• [Records for processing]
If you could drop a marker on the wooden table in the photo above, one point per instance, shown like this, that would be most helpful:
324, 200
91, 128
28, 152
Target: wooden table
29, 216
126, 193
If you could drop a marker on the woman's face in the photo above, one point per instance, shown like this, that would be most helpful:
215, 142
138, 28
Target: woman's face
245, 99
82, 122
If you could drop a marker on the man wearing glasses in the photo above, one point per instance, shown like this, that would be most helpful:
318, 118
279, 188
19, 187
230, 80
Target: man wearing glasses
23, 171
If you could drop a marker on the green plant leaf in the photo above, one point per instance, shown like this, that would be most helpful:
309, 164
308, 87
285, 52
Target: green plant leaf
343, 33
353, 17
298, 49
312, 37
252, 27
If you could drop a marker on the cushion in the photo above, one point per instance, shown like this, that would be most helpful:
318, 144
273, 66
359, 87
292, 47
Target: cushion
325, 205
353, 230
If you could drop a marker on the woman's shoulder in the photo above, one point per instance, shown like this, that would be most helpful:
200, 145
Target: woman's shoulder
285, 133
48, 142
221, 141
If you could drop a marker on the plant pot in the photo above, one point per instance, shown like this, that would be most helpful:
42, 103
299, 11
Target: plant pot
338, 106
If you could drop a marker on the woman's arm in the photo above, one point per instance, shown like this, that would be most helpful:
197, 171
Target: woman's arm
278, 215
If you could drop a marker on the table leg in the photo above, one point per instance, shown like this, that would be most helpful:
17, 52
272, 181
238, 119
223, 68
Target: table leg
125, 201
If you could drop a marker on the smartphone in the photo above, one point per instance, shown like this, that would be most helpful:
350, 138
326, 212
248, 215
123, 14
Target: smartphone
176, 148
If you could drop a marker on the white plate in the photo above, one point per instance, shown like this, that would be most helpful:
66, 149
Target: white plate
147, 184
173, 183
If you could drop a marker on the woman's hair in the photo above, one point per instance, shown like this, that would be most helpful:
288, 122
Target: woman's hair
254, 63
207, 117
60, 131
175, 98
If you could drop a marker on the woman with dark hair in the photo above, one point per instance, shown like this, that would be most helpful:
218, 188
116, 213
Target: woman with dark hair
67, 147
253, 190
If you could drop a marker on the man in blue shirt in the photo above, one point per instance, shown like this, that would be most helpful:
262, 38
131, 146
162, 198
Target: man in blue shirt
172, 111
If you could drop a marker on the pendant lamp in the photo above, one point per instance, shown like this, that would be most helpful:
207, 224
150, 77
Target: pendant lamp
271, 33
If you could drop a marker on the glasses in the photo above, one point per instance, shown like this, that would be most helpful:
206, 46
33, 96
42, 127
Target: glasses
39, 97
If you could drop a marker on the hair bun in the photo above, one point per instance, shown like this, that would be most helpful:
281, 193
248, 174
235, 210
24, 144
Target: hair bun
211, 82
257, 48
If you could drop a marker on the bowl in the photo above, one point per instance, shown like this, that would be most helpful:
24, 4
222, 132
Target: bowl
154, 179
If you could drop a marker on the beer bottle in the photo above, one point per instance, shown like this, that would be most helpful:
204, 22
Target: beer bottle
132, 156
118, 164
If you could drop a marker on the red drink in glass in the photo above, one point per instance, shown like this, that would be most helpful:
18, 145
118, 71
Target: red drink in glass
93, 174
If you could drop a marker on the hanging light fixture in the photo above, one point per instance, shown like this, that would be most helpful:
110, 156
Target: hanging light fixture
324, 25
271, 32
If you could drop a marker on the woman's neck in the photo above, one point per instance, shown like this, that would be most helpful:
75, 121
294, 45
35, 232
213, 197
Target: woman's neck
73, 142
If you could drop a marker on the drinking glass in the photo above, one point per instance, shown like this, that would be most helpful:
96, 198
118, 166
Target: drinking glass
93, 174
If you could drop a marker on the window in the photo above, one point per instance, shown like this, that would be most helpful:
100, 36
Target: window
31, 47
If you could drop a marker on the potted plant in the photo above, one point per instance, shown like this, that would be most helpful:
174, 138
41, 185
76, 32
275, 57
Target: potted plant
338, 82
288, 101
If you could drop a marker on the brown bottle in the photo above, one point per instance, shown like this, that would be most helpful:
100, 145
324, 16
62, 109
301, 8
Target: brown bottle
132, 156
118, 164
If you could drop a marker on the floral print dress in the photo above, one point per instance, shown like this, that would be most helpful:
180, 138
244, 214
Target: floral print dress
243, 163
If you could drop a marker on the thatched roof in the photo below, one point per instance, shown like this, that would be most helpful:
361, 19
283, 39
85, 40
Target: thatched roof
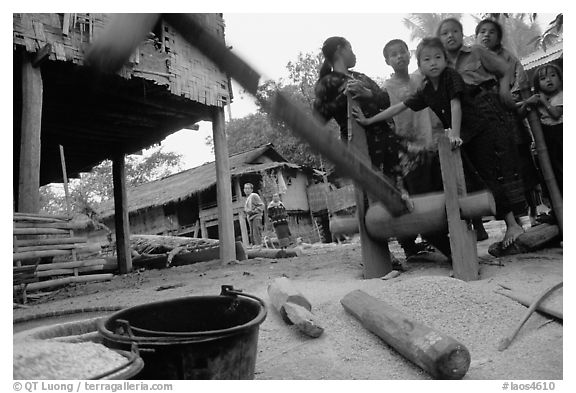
183, 185
543, 56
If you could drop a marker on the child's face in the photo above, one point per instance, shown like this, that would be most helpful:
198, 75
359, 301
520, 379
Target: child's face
451, 36
432, 62
398, 56
549, 81
488, 36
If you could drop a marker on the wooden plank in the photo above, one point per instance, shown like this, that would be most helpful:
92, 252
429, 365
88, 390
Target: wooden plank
437, 353
49, 241
376, 258
67, 280
39, 231
462, 236
121, 214
52, 253
30, 145
223, 188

• [Problem description]
Do not include pictures. Copy only the lines running from the line with "If you could drop a marker on the floral" through the last line of the records, exactly as they appear.

• [Solution to this exercise]
If you could drop a marker on the floral print dress in the photo above, one point per instance, shown like this, that would be most helpful:
180, 138
244, 214
Target: floral print dress
243, 163
If you could drop a marker on the thatched roof in the photo below, one point per instance, shown like this, that would be most helpful:
361, 19
283, 39
85, 40
Target: thatched roof
183, 185
543, 56
If you could drop a marker on the child's face in the photo above, one point per instance, shown like this, that would be most helpful:
198, 75
359, 301
520, 379
Target: child's face
451, 36
432, 62
398, 56
549, 81
488, 36
If you could drop a marker on the wooden plank in the photo above, one point per instance, shown like this, that would be most helpful:
92, 252
429, 365
88, 390
Target: wooden plank
437, 353
49, 241
376, 258
67, 280
39, 231
462, 236
121, 214
52, 253
30, 145
223, 188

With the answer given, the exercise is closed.